◆ Action item ◆
Write down each entry again, exactly as it reads.

◆ Given records ◆
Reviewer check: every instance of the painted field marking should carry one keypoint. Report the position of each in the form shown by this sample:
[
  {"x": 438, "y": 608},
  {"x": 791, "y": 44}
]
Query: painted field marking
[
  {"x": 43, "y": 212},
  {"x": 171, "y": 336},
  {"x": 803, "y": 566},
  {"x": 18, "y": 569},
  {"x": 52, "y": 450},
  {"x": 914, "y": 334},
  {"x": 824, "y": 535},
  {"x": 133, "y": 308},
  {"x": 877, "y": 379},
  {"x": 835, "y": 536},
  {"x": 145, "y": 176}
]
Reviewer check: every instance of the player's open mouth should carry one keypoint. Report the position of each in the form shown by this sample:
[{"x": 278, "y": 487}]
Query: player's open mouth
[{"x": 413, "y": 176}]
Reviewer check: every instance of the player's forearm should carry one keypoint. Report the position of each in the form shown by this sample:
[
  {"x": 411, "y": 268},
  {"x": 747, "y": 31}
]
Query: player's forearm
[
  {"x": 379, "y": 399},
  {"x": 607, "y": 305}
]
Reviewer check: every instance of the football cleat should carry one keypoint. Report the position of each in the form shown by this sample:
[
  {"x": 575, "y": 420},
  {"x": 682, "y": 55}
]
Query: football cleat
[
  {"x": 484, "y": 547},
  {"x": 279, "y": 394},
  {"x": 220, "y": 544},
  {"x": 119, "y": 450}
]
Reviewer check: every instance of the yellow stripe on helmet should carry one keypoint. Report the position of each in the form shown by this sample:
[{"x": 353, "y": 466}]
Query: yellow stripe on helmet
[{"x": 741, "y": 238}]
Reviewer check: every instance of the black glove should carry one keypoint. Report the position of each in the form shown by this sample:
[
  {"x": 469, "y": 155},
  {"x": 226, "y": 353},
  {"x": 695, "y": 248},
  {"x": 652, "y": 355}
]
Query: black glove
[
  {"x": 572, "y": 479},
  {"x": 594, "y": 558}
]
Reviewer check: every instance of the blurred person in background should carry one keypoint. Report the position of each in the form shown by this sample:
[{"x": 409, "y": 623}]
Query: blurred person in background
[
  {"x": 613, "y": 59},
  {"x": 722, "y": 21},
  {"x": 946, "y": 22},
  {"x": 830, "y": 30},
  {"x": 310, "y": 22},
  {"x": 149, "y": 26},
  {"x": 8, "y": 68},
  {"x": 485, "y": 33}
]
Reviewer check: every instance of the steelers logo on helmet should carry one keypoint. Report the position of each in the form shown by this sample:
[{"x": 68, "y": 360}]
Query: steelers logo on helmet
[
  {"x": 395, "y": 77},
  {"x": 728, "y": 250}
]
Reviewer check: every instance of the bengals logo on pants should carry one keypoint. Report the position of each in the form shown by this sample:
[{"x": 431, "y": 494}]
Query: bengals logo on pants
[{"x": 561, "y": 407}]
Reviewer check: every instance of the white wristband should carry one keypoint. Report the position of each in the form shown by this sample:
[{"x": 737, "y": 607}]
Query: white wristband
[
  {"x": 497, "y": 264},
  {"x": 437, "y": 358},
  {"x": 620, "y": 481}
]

◆ Exercise result ◆
Reviewer check: every instance of the painted field marking should carry one keypoint. Report the position of each in the form shown by this sample:
[
  {"x": 438, "y": 608},
  {"x": 791, "y": 44}
]
Query: painted field marking
[
  {"x": 43, "y": 212},
  {"x": 171, "y": 336},
  {"x": 803, "y": 566},
  {"x": 18, "y": 569},
  {"x": 52, "y": 450},
  {"x": 914, "y": 334},
  {"x": 824, "y": 535},
  {"x": 133, "y": 308},
  {"x": 877, "y": 379},
  {"x": 835, "y": 536},
  {"x": 145, "y": 176}
]
Reviewer check: every instance of the player's open mouth should carry one keypoint. Report the position of each in the form shown by this sample:
[{"x": 278, "y": 487}]
Query: player's open mouth
[{"x": 413, "y": 176}]
Reviewer check: every instance of the player's forearm should carry one keypoint. Report the position of each in the form shown by this sample:
[
  {"x": 411, "y": 268},
  {"x": 747, "y": 31}
]
Query: player's forearm
[
  {"x": 379, "y": 399},
  {"x": 607, "y": 305}
]
Reviewer check: every instance of the football cleat should carry one keypoint. Report the position of each in the form shown by this sample:
[
  {"x": 575, "y": 420},
  {"x": 682, "y": 55}
]
Query: football cleat
[
  {"x": 484, "y": 547},
  {"x": 279, "y": 394},
  {"x": 220, "y": 544},
  {"x": 119, "y": 450}
]
Reviewer check: every instance of the yellow stripe on helmet should carry one keypoint. Report the position of each in the form shown by this sample:
[{"x": 353, "y": 466}]
Query: yellow stripe on helmet
[{"x": 741, "y": 238}]
Reviewer check: every instance of the black glove should carry one keypoint. Report the position of each in the form shown by this sample:
[
  {"x": 469, "y": 155},
  {"x": 226, "y": 353},
  {"x": 695, "y": 248},
  {"x": 652, "y": 355}
]
Query: black glove
[
  {"x": 572, "y": 479},
  {"x": 594, "y": 558}
]
Reviewer check: every instance of the blurred person in background should carry one keypoint. Report the position of each in the form shown by this sample:
[{"x": 409, "y": 623}]
Query: blurred person in background
[
  {"x": 613, "y": 59},
  {"x": 722, "y": 21},
  {"x": 946, "y": 22},
  {"x": 830, "y": 30},
  {"x": 310, "y": 22},
  {"x": 149, "y": 26},
  {"x": 8, "y": 68},
  {"x": 485, "y": 33}
]
Reviewer check: every instance of the steelers logo on helmet should carry one keypoint. Report the position of each in the form shown by this sample:
[{"x": 68, "y": 360}]
Query: steelers logo on helmet
[
  {"x": 395, "y": 77},
  {"x": 728, "y": 250}
]
Reviewer check: every instance of the bengals logo on pants should carry one keypoint. Report the position of each in the form shown by this sample:
[{"x": 431, "y": 494}]
Query: bengals logo on pants
[{"x": 561, "y": 407}]
Reviewer check: every instance of the white wristband should carry one keypoint. Report the position of each in the form shown by this sample:
[{"x": 737, "y": 607}]
Query: white wristband
[
  {"x": 497, "y": 264},
  {"x": 437, "y": 358},
  {"x": 620, "y": 481}
]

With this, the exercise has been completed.